* [Requirement]:
Add 58 to every bounding-box coordinate in the answers, and write out again only the material from the line with "the tree canopy?" up to and including the line with "[0,205,20,267]". Keep the requests in those lines as they are.

* [Listed entries]:
>>>>>
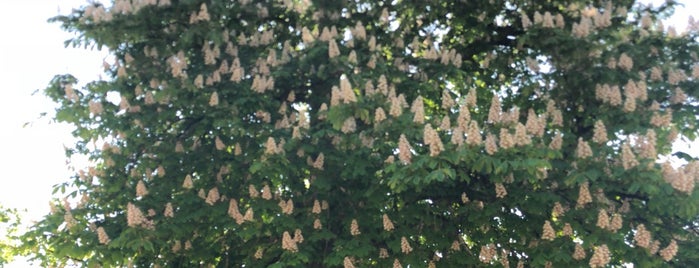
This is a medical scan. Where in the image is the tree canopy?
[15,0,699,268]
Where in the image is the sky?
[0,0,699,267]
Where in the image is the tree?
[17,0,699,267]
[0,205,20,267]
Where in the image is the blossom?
<<<<<
>>>>>
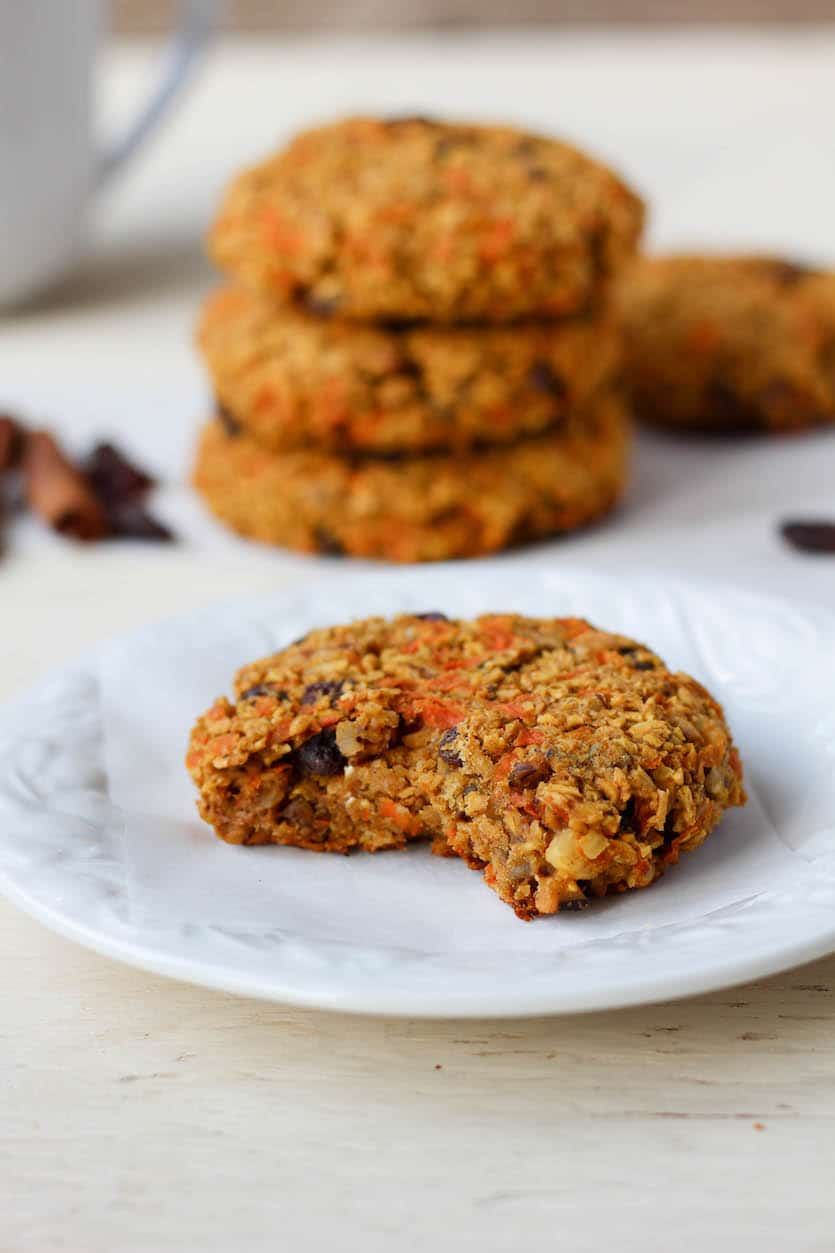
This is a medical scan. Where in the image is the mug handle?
<<<<<
* [Answer to this task]:
This is a medical scan. Where in the image is the tree canopy?
[73,58,757,326]
Where in the image is the sky?
[58,58,757,325]
Where in the image is the tree?
[75,58,757,325]
[58,263,78,325]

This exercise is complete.